▶ _Work instruction_
Set down the entries once more, exactly as they are written.

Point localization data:
..........
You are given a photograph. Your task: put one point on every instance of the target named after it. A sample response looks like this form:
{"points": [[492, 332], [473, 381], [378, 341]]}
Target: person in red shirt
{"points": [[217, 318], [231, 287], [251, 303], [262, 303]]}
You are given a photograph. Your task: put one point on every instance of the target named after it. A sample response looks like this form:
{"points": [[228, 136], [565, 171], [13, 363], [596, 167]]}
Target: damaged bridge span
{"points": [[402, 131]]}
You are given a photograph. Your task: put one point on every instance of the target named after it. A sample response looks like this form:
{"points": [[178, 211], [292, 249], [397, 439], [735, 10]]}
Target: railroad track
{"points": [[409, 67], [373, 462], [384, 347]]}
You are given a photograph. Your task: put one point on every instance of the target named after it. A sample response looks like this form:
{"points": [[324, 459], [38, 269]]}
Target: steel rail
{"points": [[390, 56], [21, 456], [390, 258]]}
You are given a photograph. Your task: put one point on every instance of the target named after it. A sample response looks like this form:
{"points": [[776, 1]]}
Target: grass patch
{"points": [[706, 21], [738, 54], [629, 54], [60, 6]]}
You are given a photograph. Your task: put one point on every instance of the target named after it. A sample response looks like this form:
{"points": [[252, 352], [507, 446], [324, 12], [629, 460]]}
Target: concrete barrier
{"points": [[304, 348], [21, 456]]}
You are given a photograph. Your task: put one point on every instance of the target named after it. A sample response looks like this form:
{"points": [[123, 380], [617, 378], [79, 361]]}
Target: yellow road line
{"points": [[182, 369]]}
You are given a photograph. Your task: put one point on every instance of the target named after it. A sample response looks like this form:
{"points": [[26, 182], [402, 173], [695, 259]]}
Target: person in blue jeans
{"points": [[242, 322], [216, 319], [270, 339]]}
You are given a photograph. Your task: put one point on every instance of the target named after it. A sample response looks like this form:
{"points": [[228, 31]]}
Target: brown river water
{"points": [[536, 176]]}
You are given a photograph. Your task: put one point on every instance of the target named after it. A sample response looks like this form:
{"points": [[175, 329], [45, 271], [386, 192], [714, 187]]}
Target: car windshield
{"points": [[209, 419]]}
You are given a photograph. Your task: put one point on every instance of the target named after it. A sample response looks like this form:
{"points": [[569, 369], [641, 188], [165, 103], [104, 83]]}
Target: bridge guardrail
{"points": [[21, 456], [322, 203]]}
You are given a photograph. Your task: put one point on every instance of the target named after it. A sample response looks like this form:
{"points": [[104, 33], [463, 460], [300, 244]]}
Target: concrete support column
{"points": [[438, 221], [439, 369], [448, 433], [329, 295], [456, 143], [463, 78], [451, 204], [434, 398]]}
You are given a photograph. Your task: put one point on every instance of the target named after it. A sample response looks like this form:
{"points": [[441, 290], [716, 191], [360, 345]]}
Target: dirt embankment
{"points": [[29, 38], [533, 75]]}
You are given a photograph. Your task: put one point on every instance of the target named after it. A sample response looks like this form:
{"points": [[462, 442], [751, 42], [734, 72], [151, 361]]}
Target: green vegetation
..........
▶ _Result_
You are given a photograph. Your task: put one point on every instance of the target named after it. A sample response looks like this form:
{"points": [[492, 332], [473, 381], [378, 341]]}
Target: person in red shirt
{"points": [[217, 318], [231, 287], [251, 303], [262, 303]]}
You are given a photograph. Your task: put one point on every instance of the target named after it. A sample response looks like this form:
{"points": [[228, 136], [565, 171], [13, 363], [596, 167]]}
Target: damaged bridge span
{"points": [[402, 131]]}
You are given a photograph. Your task: put one point on every instance of the target named after it. A sample response looks like this form:
{"points": [[178, 211], [292, 249], [397, 439], [735, 10]]}
Target: railroad track
{"points": [[409, 67], [373, 462], [384, 347]]}
You are given a photograph. Your task: put one point on every instance of the target named after it. A sample response looks like this form:
{"points": [[324, 459], [38, 269]]}
Target: steel rail
{"points": [[390, 56], [21, 456], [390, 258]]}
You are given a photograph. Your task: put one point on every instance of the target named after it. A sample response looks like this form:
{"points": [[776, 1]]}
Target: grass patch
{"points": [[706, 21], [738, 54], [629, 54], [60, 6]]}
You are given a photograph. Your task: put one point on every instance of the target named after it. A sample response looks like this form:
{"points": [[252, 352], [507, 446], [324, 12], [629, 460]]}
Target: concrete barrier
{"points": [[304, 348], [21, 456]]}
You are given a photograph. Your task: put one point on every instance of the target named after it. A sample response looks like this form:
{"points": [[123, 380], [617, 378], [79, 361]]}
Target: yellow road line
{"points": [[182, 369]]}
You are given a photograph. Your task: put one point on every instance of the target named after it. A sample response looks like this form:
{"points": [[26, 182], [402, 173], [695, 259]]}
Target: person in blue jeans
{"points": [[242, 322], [216, 319], [270, 339]]}
You are given a photograph. Your task: put one point on every instance of the target named after it. A sample response looks like this form:
{"points": [[228, 31]]}
Target: brown river water
{"points": [[536, 176]]}
You are given a photograph. Your task: put one point on every instance of the target named after it. A sample response looks like this form:
{"points": [[175, 329], [45, 271], [386, 192], [714, 187]]}
Target: car windshield
{"points": [[209, 419]]}
You are given a photograph. Your task: put one point on every instance of the target named after it. A sample response looks like this form:
{"points": [[569, 369], [641, 188], [165, 103], [104, 83]]}
Target: bridge guardrail
{"points": [[21, 456], [322, 203]]}
You are given a photograph. Your task: put one point on every instance of the target named after it. A sample response looks like this form:
{"points": [[104, 33], [463, 460], [300, 244]]}
Target: concrete support column
{"points": [[438, 221], [439, 369], [448, 433], [329, 295], [456, 143], [463, 78], [451, 204], [434, 398]]}
You are given a photograph. Your task: put one point on every instance of the target named after it. A sample response looks like this form:
{"points": [[441, 290], [716, 191], [360, 345]]}
Target: dirt embankment
{"points": [[29, 38], [533, 75]]}
You are given a photograph. Your task: put one point on every instance of the target named after it. A sample response looks like this form:
{"points": [[462, 442], [751, 42], [734, 72], [151, 361]]}
Target: green vegetation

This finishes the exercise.